- [Consigne] Poursuivez le texte sur l'anonymat en ligne et le projet de loi SREN à la suite de sa dernière phrase.

Le débat sur l’anonymat en ligne est sous le feu des projecteurs alors que le projet de loi pour réguler et sécuriser l’espace numérique est en cours de discussion devant l’Assemblée Nationale (dit projet de loi SREN).

 

Ce projet de loi est en effet ambitieux puisqu’il entend apporter de nouvelles mesures visant notamment à :

  • permettre la mise en œuvre d’un filtre de cybersécurité anti-arnaque,
  • renforcer les sanctions des personnes condamnées pour cyberharcèlement,
  • renforcer le contrôle de l’âge des personnes accédant à des sites pornographiques pour en protéger les mineurs,
  • restaurer l’équité commerciale sur le marché du cloud et bien d’autres.

Penchons-nous sur quelques mesures phares autant que controversées.

Protection des mineurs et référentiel technique

Concernant plus précisément le cas de la protection des mineurs (Titre Ier du projet de loi), notamment quant à leur accès à des contenus pornographiques, le projet de loi dans sa rédaction du 21 septembre 2023, donne à l’Autorité de Régulation de la Communication Audiovisuelle et Numérique (l’ARCOM) le pouvoir d’établir, avec avis de la CNIL un « référentiel déterminant les caractéristiques techniques applicables aux systèmes de communication au public en ligne qui mettent à disposition du public des contenus pornographiques ».

 

La question se pose alors de savoir quelles seraient les « caractéristiques techniques » d’un tel référentiel ?

 

En effet, sous couvert de la noble cause de la protection des mineurs, l’opposition craint qu’un tel référentiel ne participe à la fin de l’anonymat en ligne sans régler le problème de l’éducation des jeunes quant à la sexualité en application des dispositions du Code de l’éducation et en violation avec les règles de droit européen.

 

Pour autant, les amendements relatifs à ce référentiel, visant soit à le supprimer complètement soit à préciser de manière exhaustive lesdites caractéristiques techniques (pour en exclure notamment la reconnaissance faciale ou les données biométriques) ont été rejetés.

Identité numérique et réseaux sociaux

Dans le Titre II du projet de loi, afférant à la protection des citoyens dans l’environnement numérique, un article 4 AC prévoit que « l’État se fixe pour objectif que 80% des français dispose d’une identité numérique au 1er janvier 2027 et près de 100% d’entre eux au 1er janvier 2030 ».

 

Interrogé sur la question, le Député Paul MIDY, rapporteur en charge du projet de loi SREN, assume l’ambition de la généralisation d’une identité numérique propre à chaque internaute pour faire cesser le « sentiment d’impunité » qui découle de l’anonymat en ligne.

 

À cet égard, était proposé l’un des amendements les plus controversés relatif à la mise en œuvre d’ici 2030 d’une procédure de certification, assuré par un tiers de confiance, générant pour chaque internaute souhaitant créer un compte sur un réseau social un code propre à celui-ci (à l’image d’une plaque d’immatriculation de véhicule).

- [Données enregistrées]

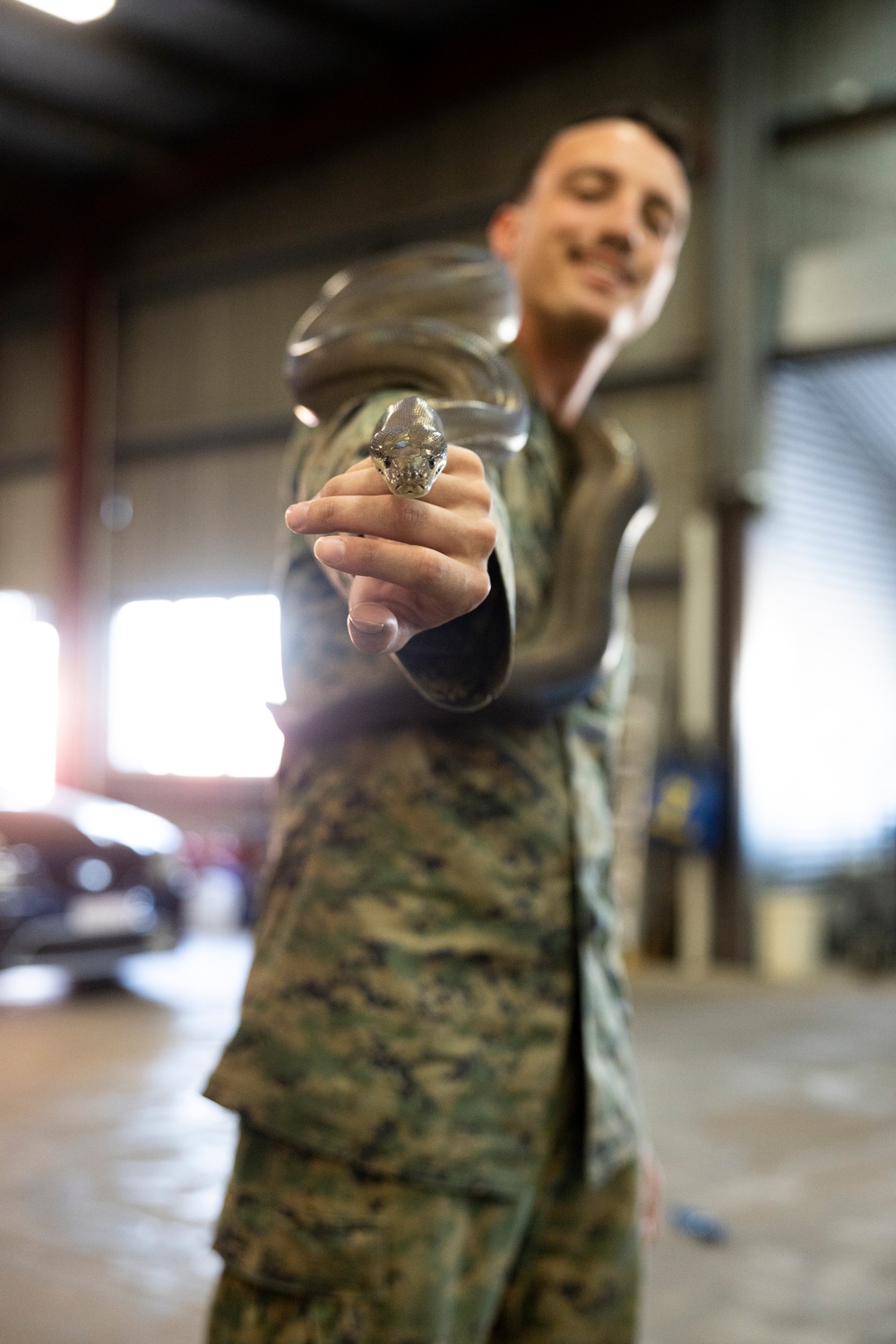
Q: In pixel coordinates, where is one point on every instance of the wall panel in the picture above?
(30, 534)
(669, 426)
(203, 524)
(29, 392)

---

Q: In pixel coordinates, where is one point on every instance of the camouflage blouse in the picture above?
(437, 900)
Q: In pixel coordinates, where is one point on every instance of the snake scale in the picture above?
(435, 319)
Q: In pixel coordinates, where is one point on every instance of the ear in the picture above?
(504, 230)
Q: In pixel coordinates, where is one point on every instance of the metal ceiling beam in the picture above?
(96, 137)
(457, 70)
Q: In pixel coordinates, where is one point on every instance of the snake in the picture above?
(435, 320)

- [Réponse]
 

Ledit code aurait été la seule information dont disposerait le réseau social en question, de sorte que, en cas de procédure de levée d’anonymat, les autorités publiques réquisitionnerait la communication du code lié au compte litigieux, et seraient les seules habilités à faire le lien avec la personne physique derrière le compte, potentiellement à l’origine d’un contenu illicite[1].

 

Cet amendement aurait sonné la glas de l’anonymat en ligne, ce qui, pour les défenseurs des libertés publiques dont une partie de l’Assemblée Nationale et du Gouvernement, risquait de gravement contrevenir aux règles de l’Union Européenne et notamment de la Cour européenne des Droits de l’Homme.

 

À ce jour, le projet d’amendement a été retiré devant l’Assemblée Nationale malgré son adoption par le Sénat : les arguments d’intrusion et de répression ont été entendu, tandis que la création d’une identité numérique pour tous les français d’ici 2027 reste d’actualité au titre du projet de loi SREN.

Conséquences des dispositions en projet sur la procédure de levée d’anonymat

Concernant plus concrètement les modalités pour les justiciables d’obtenir la levée de l’anonymat de personnes ayant porté atteinte à leur réputation ou à leur honneur, le projet de loi dans sa rédaction actuelle ne semble pas modifier la procédure telle que nous la connaissons.

Procédure de levée d’anonymat aujourd’hui

Pour mémoire, l’article 6-I-8 de la LCEN permet aujourd’hui de saisir le tribunal judiciaire d’une procédure accélérée au fond afin d’obtenir la mise en œuvre de mesures susceptibles de prévenir un dommage ou de faire cesser un dommage occasionné par le contenu d’un service de communication au public en ligne.

 

Typiquement, il est possible d’assigner un acteur comme Google ou Meta devant le tribunal judiciaire de Paris pour lui ordonner de supprimer ou déréférencer un contenu illicite, ou de communiquer les données d’identification de l’auteur des propos (ou du titulaire du compte depuis lequel les propos ou le contenu litigieux a été publié)

 

Pour autant, depuis la dernière réforme datant du 31 juillet 2021, les textes et plus particulièrement l’article 6-II de la LCEN font référence au Code des postes et des communications électroniques (article L34-1).

 

Cet article prévoit un régime de conservation des données d’identification uniquement pour les besoins des procédures pénales et de la lutte / prévention contre la criminalité grave ou les atteintes à la sécurité publique.

 

La jurisprudence française[2] a confirmé par ailleurs que les dispositions de l’article 6 de la LCEN étaient strictement limitées aux besoins de la procédure pénale, excluant nominativement les besoins de la procédure civile (interprétation restrictive).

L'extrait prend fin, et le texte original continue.